# [DATA EXTRACT]

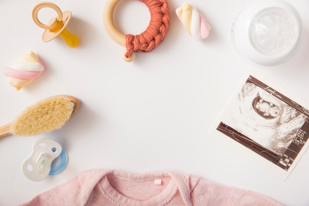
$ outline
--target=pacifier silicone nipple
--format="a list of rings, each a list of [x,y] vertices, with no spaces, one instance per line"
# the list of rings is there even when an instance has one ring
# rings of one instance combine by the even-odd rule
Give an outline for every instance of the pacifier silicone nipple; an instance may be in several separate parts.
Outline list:
[[[59,164],[53,166],[53,162],[58,157]],[[62,171],[67,160],[67,155],[59,143],[49,139],[40,139],[34,144],[31,155],[23,163],[22,170],[29,179],[40,181],[49,174]]]
[[[47,25],[42,23],[38,19],[39,11],[45,7],[52,8],[58,14],[57,17],[51,19]],[[71,20],[71,17],[72,13],[70,11],[62,12],[59,7],[50,2],[39,3],[32,10],[33,21],[39,27],[45,29],[42,36],[43,42],[49,41],[59,35],[63,38],[69,46],[74,48],[78,45],[79,39],[76,35],[70,33],[66,28]]]

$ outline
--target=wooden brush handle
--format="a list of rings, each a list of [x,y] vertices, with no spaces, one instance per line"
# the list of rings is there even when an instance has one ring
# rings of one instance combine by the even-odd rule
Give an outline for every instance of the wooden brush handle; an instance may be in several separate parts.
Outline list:
[[[9,123],[0,126],[0,138],[10,134],[10,124]]]

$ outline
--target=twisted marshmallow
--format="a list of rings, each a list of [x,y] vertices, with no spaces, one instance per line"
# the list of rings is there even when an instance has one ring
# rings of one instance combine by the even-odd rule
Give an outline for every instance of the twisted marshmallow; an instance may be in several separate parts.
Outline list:
[[[208,37],[210,26],[192,4],[184,3],[176,9],[176,13],[187,31],[196,41]]]
[[[45,66],[39,57],[32,51],[22,57],[20,61],[3,69],[3,73],[8,82],[19,90],[31,83],[45,69]]]

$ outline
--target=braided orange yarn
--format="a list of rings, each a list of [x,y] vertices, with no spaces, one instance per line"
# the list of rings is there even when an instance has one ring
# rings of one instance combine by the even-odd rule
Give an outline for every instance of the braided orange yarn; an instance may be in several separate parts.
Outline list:
[[[125,36],[126,58],[130,58],[134,51],[151,51],[163,41],[169,29],[170,13],[166,0],[139,0],[149,9],[150,22],[146,30],[140,34]]]

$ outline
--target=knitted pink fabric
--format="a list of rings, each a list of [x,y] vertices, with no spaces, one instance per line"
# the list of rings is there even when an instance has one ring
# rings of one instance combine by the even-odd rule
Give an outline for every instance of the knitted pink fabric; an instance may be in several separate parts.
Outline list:
[[[170,172],[95,170],[38,195],[22,206],[279,206],[256,192]]]

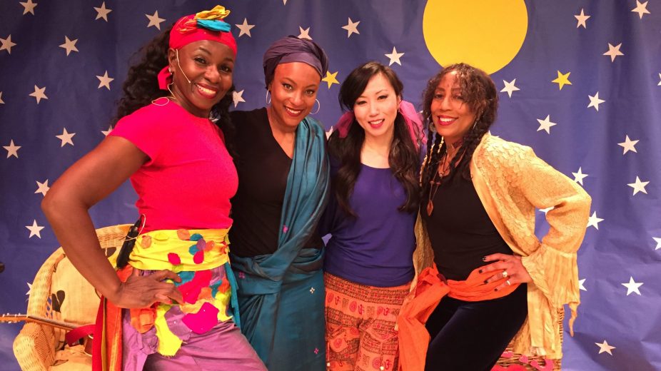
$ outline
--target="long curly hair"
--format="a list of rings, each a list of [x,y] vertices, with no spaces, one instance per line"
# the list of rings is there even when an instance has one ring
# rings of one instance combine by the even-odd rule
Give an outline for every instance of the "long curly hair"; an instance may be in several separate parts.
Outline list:
[[[139,58],[139,60],[129,68],[128,75],[122,85],[123,94],[117,103],[117,113],[113,118],[113,126],[122,117],[151,104],[154,99],[168,95],[166,91],[158,88],[158,75],[168,65],[171,30],[172,26],[170,26],[131,57],[131,59]],[[234,126],[229,116],[233,91],[234,85],[232,84],[223,99],[211,108],[213,121],[222,128],[226,137],[231,137],[234,133]],[[233,155],[235,151],[231,146],[231,141],[227,141],[226,143],[230,153]]]
[[[431,78],[423,93],[423,115],[427,120],[427,156],[423,164],[420,183],[423,197],[429,195],[430,182],[438,171],[438,164],[447,151],[447,143],[441,145],[440,136],[436,133],[432,120],[431,103],[436,88],[443,77],[456,71],[457,81],[461,89],[464,104],[468,104],[475,114],[475,126],[463,137],[463,144],[450,163],[448,177],[452,180],[456,174],[470,179],[470,159],[482,137],[495,121],[498,110],[498,93],[491,78],[485,71],[460,63],[448,66]]]
[[[347,76],[340,87],[338,100],[344,111],[352,111],[358,98],[365,91],[370,79],[382,74],[390,82],[397,96],[401,97],[404,86],[395,72],[389,67],[371,61],[363,64]],[[340,138],[335,131],[328,141],[328,152],[340,161],[340,168],[331,180],[335,197],[340,207],[348,214],[355,217],[349,205],[349,197],[353,192],[355,181],[360,173],[360,153],[365,142],[365,130],[356,122],[351,123],[345,138]],[[390,145],[388,160],[395,178],[402,184],[406,193],[406,201],[400,211],[412,212],[418,209],[420,192],[418,185],[417,169],[419,153],[404,118],[399,112],[395,118],[395,133]]]

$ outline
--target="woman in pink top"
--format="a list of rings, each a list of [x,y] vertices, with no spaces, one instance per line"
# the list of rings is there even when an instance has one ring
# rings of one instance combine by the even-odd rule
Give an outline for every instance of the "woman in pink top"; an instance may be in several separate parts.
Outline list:
[[[184,16],[143,49],[114,130],[44,199],[69,260],[103,295],[95,370],[266,370],[237,327],[228,255],[238,178],[214,121],[228,121],[233,91],[228,14]],[[141,220],[116,270],[88,209],[128,178]]]

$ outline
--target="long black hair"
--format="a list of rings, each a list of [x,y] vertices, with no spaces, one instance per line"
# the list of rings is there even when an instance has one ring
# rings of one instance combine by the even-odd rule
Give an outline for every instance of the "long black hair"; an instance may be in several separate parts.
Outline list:
[[[463,103],[468,104],[468,108],[475,114],[475,123],[464,136],[459,152],[450,163],[450,173],[448,176],[450,180],[455,174],[461,174],[465,179],[470,179],[470,163],[473,153],[482,137],[487,133],[496,119],[498,93],[491,78],[485,71],[466,63],[453,64],[442,69],[428,81],[427,87],[423,93],[423,115],[428,123],[427,156],[420,176],[423,197],[429,195],[430,182],[438,171],[438,163],[447,151],[448,146],[448,143],[441,146],[440,136],[433,130],[431,103],[438,83],[445,75],[453,71],[456,71]]]
[[[402,96],[404,86],[395,72],[378,62],[368,62],[352,71],[342,83],[338,98],[343,110],[352,111],[355,101],[365,91],[370,79],[378,74],[383,75],[390,82],[397,96]],[[419,155],[404,117],[399,112],[395,118],[394,131],[388,160],[393,175],[406,193],[406,201],[398,210],[412,212],[418,209],[420,203],[417,176]],[[335,197],[340,208],[354,217],[356,215],[349,205],[349,197],[360,173],[360,153],[364,141],[365,131],[354,118],[345,138],[340,138],[339,132],[335,131],[328,142],[330,156],[340,161],[340,168],[331,180]]]
[[[168,49],[171,30],[171,26],[168,27],[133,56],[132,58],[138,57],[140,59],[128,69],[128,75],[122,85],[123,94],[117,104],[117,113],[113,118],[113,126],[122,117],[151,103],[154,99],[168,95],[166,91],[158,88],[157,76],[161,70],[168,66]],[[231,136],[234,132],[234,126],[229,116],[233,91],[233,84],[223,99],[211,108],[211,116],[218,118],[216,125],[223,129],[226,137]],[[230,153],[233,154],[231,141],[228,141],[227,144]]]

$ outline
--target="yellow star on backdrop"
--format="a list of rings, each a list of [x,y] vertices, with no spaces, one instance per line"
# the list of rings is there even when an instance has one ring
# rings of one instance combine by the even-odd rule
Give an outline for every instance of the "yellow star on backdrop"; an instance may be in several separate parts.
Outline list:
[[[110,82],[114,80],[114,78],[108,76],[107,70],[106,71],[106,73],[104,73],[104,76],[97,76],[96,78],[99,78],[99,87],[96,88],[99,89],[101,88],[101,87],[105,86],[106,88],[107,88],[108,90],[110,90]]]
[[[161,30],[161,24],[164,22],[165,19],[158,17],[158,11],[154,11],[153,16],[145,14],[145,16],[149,19],[149,24],[147,25],[147,27],[151,27],[153,26],[156,29],[158,29],[159,31]]]
[[[19,1],[19,4],[20,4],[21,5],[23,6],[24,8],[25,8],[24,9],[23,9],[24,16],[27,14],[28,13],[31,14],[33,16],[34,15],[34,7],[38,5],[36,3],[33,3],[32,0],[28,0],[26,2]]]
[[[338,81],[338,79],[335,78],[335,76],[338,76],[338,71],[335,71],[334,73],[331,73],[330,71],[326,71],[326,77],[324,77],[321,79],[322,81],[326,81],[328,83],[328,88],[330,88],[330,86],[333,83],[340,83],[340,81]]]
[[[36,103],[39,104],[39,102],[41,101],[41,99],[48,99],[49,97],[46,96],[46,86],[43,88],[39,88],[36,85],[34,86],[34,92],[30,93],[30,96],[34,96],[36,99]]]
[[[60,48],[66,50],[66,55],[69,56],[69,54],[73,51],[78,51],[78,48],[76,47],[76,43],[78,42],[78,39],[75,40],[69,40],[69,37],[64,36],[64,44],[60,45]]]
[[[94,6],[94,10],[96,11],[96,18],[94,20],[104,19],[104,21],[108,21],[108,14],[112,11],[112,9],[109,9],[106,7],[106,1],[104,1],[101,4],[101,7],[97,8]]]
[[[555,80],[551,81],[552,83],[555,83],[560,87],[560,90],[562,90],[562,86],[565,85],[571,85],[572,82],[569,81],[569,74],[571,72],[567,72],[567,73],[562,73],[560,71],[557,71],[557,78]]]

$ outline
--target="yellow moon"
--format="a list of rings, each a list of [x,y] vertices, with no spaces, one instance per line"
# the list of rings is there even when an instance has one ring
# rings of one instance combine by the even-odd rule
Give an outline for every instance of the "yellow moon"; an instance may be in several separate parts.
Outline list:
[[[493,73],[518,53],[528,31],[523,0],[428,0],[427,49],[441,66],[465,62]]]

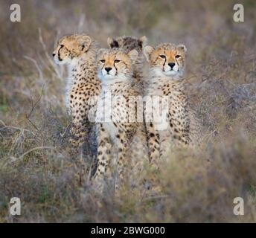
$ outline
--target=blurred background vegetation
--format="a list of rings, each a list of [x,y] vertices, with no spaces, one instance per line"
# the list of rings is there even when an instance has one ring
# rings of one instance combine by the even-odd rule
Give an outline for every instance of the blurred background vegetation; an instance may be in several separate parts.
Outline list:
[[[10,21],[13,3],[0,3],[0,222],[256,221],[255,1],[239,1],[240,23],[232,0],[16,0],[21,22]],[[66,72],[51,53],[60,36],[77,33],[103,47],[125,34],[188,49],[188,93],[203,148],[170,156],[153,197],[96,197],[89,165],[61,135]],[[18,218],[8,213],[13,196],[22,202]],[[236,196],[245,199],[243,216],[233,213]]]

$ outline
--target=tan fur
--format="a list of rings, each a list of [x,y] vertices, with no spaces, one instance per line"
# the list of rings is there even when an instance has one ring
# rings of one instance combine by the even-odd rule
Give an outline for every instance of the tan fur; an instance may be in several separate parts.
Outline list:
[[[194,118],[188,106],[183,85],[185,46],[164,43],[153,48],[148,45],[144,53],[149,62],[146,94],[151,98],[153,96],[158,96],[161,100],[164,98],[167,105],[166,128],[161,129],[157,122],[150,121],[149,118],[146,120],[150,157],[152,161],[156,161],[161,155],[166,158],[173,147],[186,147],[195,142],[196,132],[193,130],[197,129],[193,126]],[[148,112],[146,107],[147,116]]]
[[[147,45],[147,39],[146,36],[136,38],[133,36],[119,36],[118,38],[108,38],[107,40],[109,47],[110,48],[120,48],[125,53],[135,49],[138,56],[133,64],[133,77],[135,78],[135,83],[141,94],[144,92],[144,82],[143,82],[143,65],[144,59],[143,57],[143,47]]]
[[[53,54],[57,64],[68,66],[66,106],[72,116],[70,143],[77,149],[90,141],[89,133],[94,125],[89,114],[100,91],[96,74],[97,50],[97,43],[91,37],[71,35],[61,38]]]
[[[136,60],[137,51],[132,50],[125,53],[118,49],[104,49],[100,52],[97,69],[103,88],[97,109],[97,118],[100,118],[102,103],[107,95],[110,94],[112,98],[115,97],[107,109],[111,110],[110,121],[97,123],[97,167],[95,182],[99,186],[97,189],[102,190],[104,178],[113,175],[111,167],[113,167],[113,165],[115,167],[115,149],[118,152],[117,170],[119,178],[116,187],[124,181],[127,167],[131,164],[131,158],[129,155],[127,156],[127,151],[134,141],[135,135],[137,132],[141,133],[138,129],[143,125],[142,122],[137,121],[136,118],[131,120],[132,115],[135,117],[136,108],[129,106],[130,100],[138,95],[138,90],[132,77],[133,63]],[[108,68],[111,70],[106,74],[106,69]],[[126,120],[128,118],[129,120]]]

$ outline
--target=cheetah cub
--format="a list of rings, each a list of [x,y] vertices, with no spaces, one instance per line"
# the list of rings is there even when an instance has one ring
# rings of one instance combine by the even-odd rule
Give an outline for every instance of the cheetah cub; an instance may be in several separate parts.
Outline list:
[[[120,49],[102,49],[97,58],[102,91],[97,107],[97,167],[94,181],[100,190],[104,178],[115,178],[115,174],[118,187],[129,164],[126,152],[138,126],[132,103],[138,95],[132,77],[137,57],[136,50],[127,54]],[[114,174],[113,167],[117,167]]]
[[[53,53],[58,65],[68,65],[65,104],[72,116],[72,138],[69,142],[77,149],[83,145],[92,130],[93,123],[90,121],[93,119],[89,120],[89,112],[96,106],[100,91],[96,70],[98,48],[98,44],[91,37],[71,35],[61,38]]]
[[[149,62],[144,115],[153,162],[167,156],[173,146],[187,146],[193,142],[191,126],[194,123],[183,83],[186,51],[184,45],[170,43],[144,48]]]
[[[143,65],[144,57],[142,51],[143,47],[147,43],[147,38],[145,36],[141,38],[126,36],[117,38],[109,37],[107,42],[110,48],[119,48],[127,54],[133,49],[138,51],[138,57],[133,63],[133,77],[136,87],[138,89],[140,93],[143,94],[144,86],[143,83]]]

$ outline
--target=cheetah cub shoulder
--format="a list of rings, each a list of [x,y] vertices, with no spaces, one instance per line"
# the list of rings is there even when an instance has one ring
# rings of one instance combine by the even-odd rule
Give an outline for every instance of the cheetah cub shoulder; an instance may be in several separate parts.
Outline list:
[[[167,155],[173,146],[195,142],[183,80],[186,52],[184,45],[170,43],[156,48],[147,45],[144,49],[149,62],[146,89],[149,103],[144,115],[151,161]],[[161,116],[157,113],[159,109]]]
[[[134,85],[133,62],[138,52],[102,49],[97,57],[102,91],[97,107],[97,167],[95,181],[104,181],[116,167],[118,181],[124,178],[126,152],[138,129],[135,108],[131,100],[138,95]],[[113,156],[116,151],[117,156]],[[114,161],[114,158],[117,161]]]
[[[71,35],[61,38],[53,53],[58,65],[68,65],[65,104],[72,117],[70,143],[79,148],[84,143],[93,123],[89,120],[100,91],[97,77],[97,42],[89,36]]]

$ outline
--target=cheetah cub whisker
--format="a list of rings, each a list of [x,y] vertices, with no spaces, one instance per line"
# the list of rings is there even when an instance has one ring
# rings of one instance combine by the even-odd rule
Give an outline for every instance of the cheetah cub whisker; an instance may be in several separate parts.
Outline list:
[[[159,124],[152,120],[152,108],[146,106],[146,120],[150,159],[156,162],[160,157],[167,158],[174,146],[187,147],[193,143],[193,118],[188,105],[183,74],[185,68],[186,47],[162,43],[156,48],[147,45],[144,53],[149,62],[146,89],[148,97],[159,97],[161,108],[165,115],[164,122]],[[165,105],[163,106],[163,102]],[[156,107],[155,105],[151,107]],[[157,109],[153,108],[153,112]]]
[[[76,149],[90,141],[87,138],[94,126],[89,117],[93,117],[89,112],[96,106],[100,92],[96,70],[98,49],[97,42],[90,36],[71,35],[61,38],[53,53],[57,64],[68,65],[65,105],[72,117],[69,142]]]
[[[125,53],[121,49],[102,49],[97,57],[102,91],[97,107],[97,167],[94,183],[100,191],[102,191],[104,182],[113,177],[115,188],[118,188],[124,181],[126,166],[129,164],[126,153],[138,129],[138,123],[136,120],[130,121],[125,118],[129,118],[135,112],[129,105],[130,99],[138,95],[132,77],[133,62],[137,57],[136,50]],[[111,112],[111,120],[97,122],[97,118],[103,115],[102,110],[106,110],[103,106],[106,100],[111,101],[106,109]],[[115,152],[117,156],[114,155]],[[114,168],[114,173],[112,168]],[[116,179],[115,174],[117,174]]]

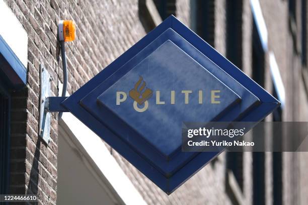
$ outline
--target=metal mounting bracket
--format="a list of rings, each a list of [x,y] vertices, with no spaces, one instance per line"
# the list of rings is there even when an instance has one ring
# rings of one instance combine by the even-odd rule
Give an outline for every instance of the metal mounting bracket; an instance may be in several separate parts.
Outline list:
[[[40,64],[40,95],[39,135],[47,144],[50,141],[51,112],[68,111],[61,105],[67,97],[51,97],[50,82],[52,79],[42,64]]]
[[[45,109],[47,97],[50,96],[50,77],[47,69],[42,64],[40,64],[40,124],[39,134],[47,144],[50,141],[51,114]]]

# [GOAL OF THE EXERCISE]
Rewrite the listing from its start through the line containing "[[[9,123],[0,126],[0,138],[10,134],[10,124]]]", inclusive, changing "vertices" to "points" and keeping everything else the same. Leave the pictures out.

# [ANSWER FOR THIS EXERCISE]
$ outline
--target=pacifier silicone nipple
--format="a list of rings, each a list of [x,y] points, with no spaces, one instance per line"
# the list of rings is there even when an instance has one ring
# rings of one instance combine by the even-odd rule
Give an outline for every instance of the pacifier silicone nipple; an instance may be in several separate parts.
Outline list:
[[[59,164],[53,166],[53,162],[58,157]],[[62,171],[67,160],[67,155],[59,143],[49,139],[40,139],[34,144],[31,155],[23,163],[22,170],[29,179],[40,181],[49,174]]]
[[[47,25],[42,23],[38,19],[39,11],[45,7],[52,8],[58,14],[57,17],[51,19]],[[71,20],[71,17],[72,13],[70,11],[62,12],[59,7],[50,2],[39,3],[32,10],[33,21],[39,27],[45,29],[42,36],[43,42],[49,41],[59,35],[63,38],[69,46],[74,48],[78,45],[79,39],[76,35],[70,33],[66,28]]]

$ outline
--target=wooden brush handle
--format="a list of rings, each a list of [x,y] points, with no spaces, one instance per line"
# the list of rings is there even when an instance has one ring
# rings of one instance combine by the even-odd rule
Give an outline for every instance of the wooden brush handle; an instance may be in several separate parts.
Outline list:
[[[9,123],[0,126],[0,138],[10,134],[10,124]]]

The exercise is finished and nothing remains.